Stored data entries
• • • • •

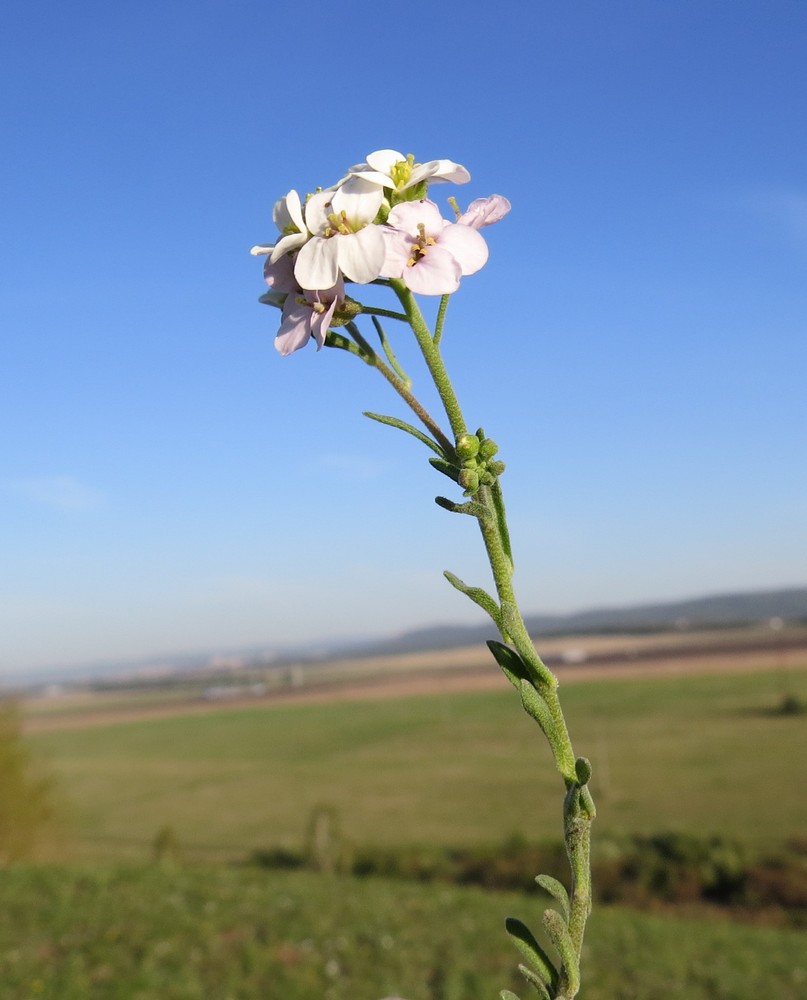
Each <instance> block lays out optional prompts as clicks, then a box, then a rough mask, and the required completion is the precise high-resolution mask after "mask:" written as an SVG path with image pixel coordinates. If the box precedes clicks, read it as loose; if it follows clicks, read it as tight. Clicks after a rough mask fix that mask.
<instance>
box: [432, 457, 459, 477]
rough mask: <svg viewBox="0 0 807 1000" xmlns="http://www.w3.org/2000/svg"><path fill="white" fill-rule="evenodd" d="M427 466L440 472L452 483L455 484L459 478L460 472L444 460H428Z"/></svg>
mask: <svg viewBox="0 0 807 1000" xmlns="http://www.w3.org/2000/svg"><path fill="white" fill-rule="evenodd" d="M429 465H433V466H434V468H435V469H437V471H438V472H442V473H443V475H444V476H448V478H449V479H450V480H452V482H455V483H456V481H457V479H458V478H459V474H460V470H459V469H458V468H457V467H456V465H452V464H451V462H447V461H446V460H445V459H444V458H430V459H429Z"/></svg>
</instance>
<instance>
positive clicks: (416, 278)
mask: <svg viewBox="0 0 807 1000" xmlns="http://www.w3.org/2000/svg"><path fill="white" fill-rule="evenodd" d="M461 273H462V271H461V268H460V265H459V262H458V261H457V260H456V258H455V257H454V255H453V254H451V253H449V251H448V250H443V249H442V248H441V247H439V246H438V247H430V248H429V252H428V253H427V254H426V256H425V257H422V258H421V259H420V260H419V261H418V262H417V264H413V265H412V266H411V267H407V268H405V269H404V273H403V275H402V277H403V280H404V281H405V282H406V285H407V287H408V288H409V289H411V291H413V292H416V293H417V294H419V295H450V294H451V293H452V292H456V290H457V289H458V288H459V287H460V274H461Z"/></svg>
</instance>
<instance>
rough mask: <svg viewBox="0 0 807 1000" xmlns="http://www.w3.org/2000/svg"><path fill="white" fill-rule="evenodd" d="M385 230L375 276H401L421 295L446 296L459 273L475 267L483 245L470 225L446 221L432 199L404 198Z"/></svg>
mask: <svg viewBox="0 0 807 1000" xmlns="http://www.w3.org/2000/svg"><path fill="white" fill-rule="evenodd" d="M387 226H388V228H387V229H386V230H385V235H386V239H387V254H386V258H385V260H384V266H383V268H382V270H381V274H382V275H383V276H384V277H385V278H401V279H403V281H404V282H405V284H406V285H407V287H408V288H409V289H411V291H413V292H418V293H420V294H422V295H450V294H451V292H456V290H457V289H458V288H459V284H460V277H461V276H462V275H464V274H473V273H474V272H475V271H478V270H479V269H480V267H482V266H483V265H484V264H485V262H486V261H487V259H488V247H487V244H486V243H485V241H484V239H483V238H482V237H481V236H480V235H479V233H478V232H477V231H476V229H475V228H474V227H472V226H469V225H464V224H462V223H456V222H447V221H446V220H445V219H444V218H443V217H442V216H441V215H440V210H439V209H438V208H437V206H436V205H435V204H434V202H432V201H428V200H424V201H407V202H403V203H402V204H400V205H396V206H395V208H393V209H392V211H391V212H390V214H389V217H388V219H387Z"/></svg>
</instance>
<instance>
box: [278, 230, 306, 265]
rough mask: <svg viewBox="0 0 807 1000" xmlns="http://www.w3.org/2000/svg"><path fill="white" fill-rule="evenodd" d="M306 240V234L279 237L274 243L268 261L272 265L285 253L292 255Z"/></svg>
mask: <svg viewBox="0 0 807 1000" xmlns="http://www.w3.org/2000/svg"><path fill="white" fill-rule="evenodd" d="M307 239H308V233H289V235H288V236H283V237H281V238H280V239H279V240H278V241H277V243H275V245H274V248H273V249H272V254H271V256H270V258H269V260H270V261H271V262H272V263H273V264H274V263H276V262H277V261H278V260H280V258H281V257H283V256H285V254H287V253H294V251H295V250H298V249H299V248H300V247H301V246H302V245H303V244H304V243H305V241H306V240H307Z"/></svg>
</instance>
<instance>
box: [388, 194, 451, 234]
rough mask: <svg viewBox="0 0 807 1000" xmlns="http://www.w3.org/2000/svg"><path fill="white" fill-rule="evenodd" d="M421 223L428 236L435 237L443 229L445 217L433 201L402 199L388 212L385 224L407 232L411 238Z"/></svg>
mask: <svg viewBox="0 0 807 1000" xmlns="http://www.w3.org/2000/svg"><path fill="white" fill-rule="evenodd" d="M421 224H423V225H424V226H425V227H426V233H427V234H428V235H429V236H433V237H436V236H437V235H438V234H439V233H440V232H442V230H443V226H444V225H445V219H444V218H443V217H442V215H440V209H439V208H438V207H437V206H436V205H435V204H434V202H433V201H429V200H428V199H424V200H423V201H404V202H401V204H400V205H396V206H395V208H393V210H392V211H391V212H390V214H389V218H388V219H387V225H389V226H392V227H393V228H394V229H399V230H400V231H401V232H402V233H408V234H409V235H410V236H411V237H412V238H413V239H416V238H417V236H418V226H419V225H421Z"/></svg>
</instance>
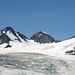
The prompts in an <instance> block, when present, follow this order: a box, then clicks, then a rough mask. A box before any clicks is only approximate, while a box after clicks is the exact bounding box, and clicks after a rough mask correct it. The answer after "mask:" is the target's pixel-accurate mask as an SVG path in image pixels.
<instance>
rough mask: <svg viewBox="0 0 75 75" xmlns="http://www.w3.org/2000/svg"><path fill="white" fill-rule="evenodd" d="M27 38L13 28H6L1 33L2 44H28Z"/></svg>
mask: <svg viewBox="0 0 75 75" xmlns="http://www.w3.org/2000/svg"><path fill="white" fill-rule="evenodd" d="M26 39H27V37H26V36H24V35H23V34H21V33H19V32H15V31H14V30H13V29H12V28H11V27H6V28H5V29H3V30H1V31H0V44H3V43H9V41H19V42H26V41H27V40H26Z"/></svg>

• • • • •

(Your goal) Give every entry again as it is, dropping its pictures.

(Written reply)
Each <instance> block lays out optional prompts as clicks, then a box, then a rough mask, and the required completion is the precise high-resolution mask after "mask:" written as an SVG path with image pixel coordinates. If the box precedes clicks, read it as loose; if it follows clicks, read it as tight. Clicks after a rough mask fix that mask.
<instance>
box: [432, 457, 459, 477]
rough mask: <svg viewBox="0 0 807 1000" xmlns="http://www.w3.org/2000/svg"><path fill="white" fill-rule="evenodd" d="M427 466L440 472L452 483L455 484L459 478L460 472L444 460H428Z"/></svg>
mask: <svg viewBox="0 0 807 1000" xmlns="http://www.w3.org/2000/svg"><path fill="white" fill-rule="evenodd" d="M429 465H433V466H434V468H435V469H437V471H438V472H442V473H443V475H444V476H448V478H449V479H450V480H452V482H455V483H456V481H457V479H458V478H459V474H460V470H459V469H458V468H457V467H456V465H452V464H451V462H447V461H446V460H445V459H444V458H430V459H429Z"/></svg>
</instance>
<instance>
positive clicks: (416, 278)
mask: <svg viewBox="0 0 807 1000" xmlns="http://www.w3.org/2000/svg"><path fill="white" fill-rule="evenodd" d="M461 273H462V271H461V268H460V265H459V262H458V261H457V260H456V258H455V257H454V255H453V254H451V253H449V251H448V250H443V249H442V248H441V247H439V246H438V247H430V248H429V252H428V253H427V254H426V256H425V257H422V258H421V259H420V260H419V261H418V262H417V264H413V265H412V266H411V267H407V268H405V269H404V273H403V275H402V277H403V280H404V281H405V282H406V285H407V287H408V288H409V289H411V291H413V292H416V293H417V294H419V295H450V294H451V293H452V292H456V290H457V289H458V288H459V287H460V274H461Z"/></svg>
</instance>
<instance>
rough mask: <svg viewBox="0 0 807 1000" xmlns="http://www.w3.org/2000/svg"><path fill="white" fill-rule="evenodd" d="M385 230L375 276H401L421 295L446 296L459 273L475 267L483 245L470 225L446 221L432 199L404 198Z"/></svg>
mask: <svg viewBox="0 0 807 1000" xmlns="http://www.w3.org/2000/svg"><path fill="white" fill-rule="evenodd" d="M387 226H388V228H387V229H386V230H385V235H386V239H387V254H386V258H385V260H384V266H383V268H382V270H381V274H382V275H383V276H384V277H385V278H401V279H403V281H404V282H405V284H406V285H407V287H408V288H409V289H411V291H413V292H418V293H420V294H422V295H450V294H451V292H456V290H457V289H458V288H459V284H460V277H461V276H462V275H464V274H473V273H474V272H475V271H478V270H479V269H480V267H482V266H483V265H484V264H485V262H486V261H487V259H488V247H487V244H486V243H485V241H484V239H483V238H482V237H481V236H480V235H479V233H478V232H477V231H476V229H475V228H474V227H472V226H469V225H464V224H462V223H456V222H447V221H446V220H445V219H444V218H443V217H442V216H441V215H440V210H439V209H438V208H437V206H436V205H435V204H434V202H432V201H428V200H424V201H407V202H403V203H402V204H400V205H396V206H395V208H393V209H392V211H391V212H390V214H389V217H388V219H387Z"/></svg>
</instance>
<instance>
box: [278, 230, 306, 265]
rough mask: <svg viewBox="0 0 807 1000" xmlns="http://www.w3.org/2000/svg"><path fill="white" fill-rule="evenodd" d="M306 240V234L279 237L274 243L268 261L272 265L285 253L292 255Z"/></svg>
mask: <svg viewBox="0 0 807 1000" xmlns="http://www.w3.org/2000/svg"><path fill="white" fill-rule="evenodd" d="M307 239H308V233H289V235H288V236H283V237H281V238H280V239H279V240H278V241H277V243H275V245H274V248H273V249H272V254H271V256H270V258H269V260H270V261H271V262H272V263H273V264H274V263H276V262H277V261H278V260H280V258H281V257H283V256H285V254H287V253H294V251H295V250H298V249H299V248H300V247H301V246H302V245H303V244H304V243H305V241H306V240H307Z"/></svg>
</instance>
<instance>
box: [388, 194, 451, 234]
rough mask: <svg viewBox="0 0 807 1000" xmlns="http://www.w3.org/2000/svg"><path fill="white" fill-rule="evenodd" d="M421 223L428 236L435 237L443 229L445 217L433 201L402 199L388 212L385 224L407 232L411 238Z"/></svg>
mask: <svg viewBox="0 0 807 1000" xmlns="http://www.w3.org/2000/svg"><path fill="white" fill-rule="evenodd" d="M421 224H423V225H424V226H425V227H426V233H427V234H428V235H429V236H433V237H436V236H437V235H438V234H439V233H440V232H442V230H443V226H444V225H445V219H444V218H443V217H442V215H440V209H439V208H438V207H437V206H436V205H435V204H434V202H433V201H429V200H428V199H424V200H423V201H404V202H401V204H400V205H396V206H395V208H393V210H392V211H391V212H390V214H389V218H388V219H387V225H389V226H392V227H393V228H394V229H399V230H400V231H401V232H402V233H408V234H409V235H410V236H411V237H412V238H413V239H416V238H417V236H418V226H419V225H421Z"/></svg>
</instance>
The prompts in an <instance> block, when present, follow this order: a box, then clicks, then a rough mask. A box before any clicks is only approximate, while a box after clicks is the exact bounding box, and clicks after a rough mask correct it. The answer after "mask:" is the target's pixel-accurate mask as an SVG path in image pixels.
<instance>
rough mask: <svg viewBox="0 0 75 75" xmlns="http://www.w3.org/2000/svg"><path fill="white" fill-rule="evenodd" d="M27 38L13 28H6L1 33L2 44H28Z"/></svg>
mask: <svg viewBox="0 0 75 75" xmlns="http://www.w3.org/2000/svg"><path fill="white" fill-rule="evenodd" d="M26 39H27V37H26V36H24V35H23V34H21V33H19V32H15V31H14V30H13V29H12V28H11V27H6V28H5V29H3V30H1V31H0V44H3V43H9V41H19V42H26V41H27V40H26Z"/></svg>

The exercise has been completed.